Exercise prompt >> Print the data that follows exactly.

-----

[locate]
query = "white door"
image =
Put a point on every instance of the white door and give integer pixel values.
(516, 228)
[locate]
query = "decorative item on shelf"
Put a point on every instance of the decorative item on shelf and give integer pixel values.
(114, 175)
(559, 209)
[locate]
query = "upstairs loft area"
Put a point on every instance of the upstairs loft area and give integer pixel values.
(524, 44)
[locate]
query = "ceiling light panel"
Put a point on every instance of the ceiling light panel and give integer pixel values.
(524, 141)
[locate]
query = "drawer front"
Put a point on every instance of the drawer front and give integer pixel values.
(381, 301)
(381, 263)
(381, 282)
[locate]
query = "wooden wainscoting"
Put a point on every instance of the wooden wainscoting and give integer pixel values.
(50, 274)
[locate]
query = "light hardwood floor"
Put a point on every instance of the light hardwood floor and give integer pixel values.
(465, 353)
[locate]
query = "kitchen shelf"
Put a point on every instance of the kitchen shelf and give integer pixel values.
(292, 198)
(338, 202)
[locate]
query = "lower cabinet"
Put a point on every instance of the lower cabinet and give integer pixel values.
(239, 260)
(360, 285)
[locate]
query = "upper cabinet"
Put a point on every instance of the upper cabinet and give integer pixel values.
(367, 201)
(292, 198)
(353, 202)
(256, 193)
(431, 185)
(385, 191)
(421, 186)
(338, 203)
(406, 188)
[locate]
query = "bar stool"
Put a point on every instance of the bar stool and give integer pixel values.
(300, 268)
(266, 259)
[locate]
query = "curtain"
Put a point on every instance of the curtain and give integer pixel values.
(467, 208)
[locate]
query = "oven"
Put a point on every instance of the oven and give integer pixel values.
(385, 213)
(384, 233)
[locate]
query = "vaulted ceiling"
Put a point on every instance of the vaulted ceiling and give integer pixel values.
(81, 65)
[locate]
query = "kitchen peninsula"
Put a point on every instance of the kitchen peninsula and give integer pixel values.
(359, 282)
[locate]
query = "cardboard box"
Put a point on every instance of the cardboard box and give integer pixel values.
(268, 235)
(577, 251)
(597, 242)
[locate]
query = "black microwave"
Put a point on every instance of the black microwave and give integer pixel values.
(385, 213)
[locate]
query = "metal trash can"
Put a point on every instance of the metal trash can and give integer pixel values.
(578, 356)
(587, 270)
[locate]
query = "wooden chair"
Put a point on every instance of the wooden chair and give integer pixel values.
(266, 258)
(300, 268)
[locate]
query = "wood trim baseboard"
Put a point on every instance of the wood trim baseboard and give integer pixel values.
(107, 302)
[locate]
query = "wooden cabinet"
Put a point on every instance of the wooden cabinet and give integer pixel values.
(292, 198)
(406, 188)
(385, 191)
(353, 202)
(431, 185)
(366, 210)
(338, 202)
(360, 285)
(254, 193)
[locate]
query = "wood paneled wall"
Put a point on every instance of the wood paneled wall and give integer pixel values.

-----

Response to this task >>
[locate]
query = "white door"
image =
Put a point on every instance of the white door and give integer pixel values.
(516, 228)
[locate]
query = "decorative item on shelf"
Put a point on every instance of the decorative item on shelf and give integer pixel values.
(114, 175)
(559, 209)
[locate]
query = "upstairs loft area"
Put a point on every instance of the upstairs loft area and give integer pixel values.
(524, 44)
[locate]
query = "ceiling light panel"
Put a point on every instance of the ceiling light panel and give integer pixel values.
(524, 141)
[locate]
query = "drawer front"
Put a point on every instance of the drawer front and give integer pixel values.
(381, 301)
(381, 263)
(381, 282)
[locate]
query = "wooden wainscoting"
Put a point on every instance of the wooden wainscoting and give integer pixel values.
(50, 274)
[locate]
query = "light hardwood floor"
Put a point on every instance of the light hardwood floor and give integer pixel values.
(465, 353)
[locate]
query = "kitchen shelf"
Put a point on every instance of the kitchen shelf and give integer pixel values.
(292, 198)
(338, 202)
[locate]
query = "lower cabinet"
Put a point on every instance of the lower cabinet and give integer pixel values.
(239, 260)
(360, 285)
[locate]
query = "upper cabinet"
Put a point on every instance of the upper cabinet and give integer pixel values.
(367, 201)
(292, 198)
(353, 202)
(256, 193)
(431, 185)
(385, 191)
(421, 186)
(338, 203)
(406, 188)
[locate]
query = "bar stool"
Put a point on every instance of the bar stool and give integer pixel values.
(300, 268)
(266, 259)
[locate]
query = "curtain"
Put a point on every instance of the curtain and give integer pixel values.
(467, 208)
[locate]
query = "oven"
Put a point on every instance of the oven and give integer pixel values.
(385, 213)
(384, 233)
[locate]
query = "vaulted ceiling"
Put a point on every instance of the vaulted ceiling and give integer pixel values.
(81, 65)
[locate]
query = "kitchen peninsula"
Put a point on every instance of the kitchen peninsula and give integer pixel values.
(359, 282)
[locate]
query = "cardboard box"
Put a point on every instance of the cardboard box and give integer pixel values.
(268, 235)
(577, 251)
(597, 242)
[locate]
query = "black microwave"
Put a point on every instance of the black microwave and give integer pixel values.
(385, 213)
[locate]
query = "metal trash can"
Put a point on every instance of the metal trash can and give integer pixel values.
(578, 356)
(587, 270)
[locate]
query = "wooden chair"
Put a point on every instance of the wooden chair and give integer pixel values.
(266, 258)
(300, 268)
[locate]
query = "wood trim baseboard"
Put a point on every instance of the wood trim baseboard and give integer pixel values.
(107, 302)
[locate]
query = "wooden cabinet"
Put a point on every instance of the wooden cabinet and give integer pixel values.
(292, 198)
(406, 188)
(385, 191)
(353, 202)
(431, 185)
(366, 210)
(338, 202)
(360, 285)
(254, 193)
[locate]
query = "wood paneled wall"
Put a point on every instance of the wood paneled wall and give integer pixel values.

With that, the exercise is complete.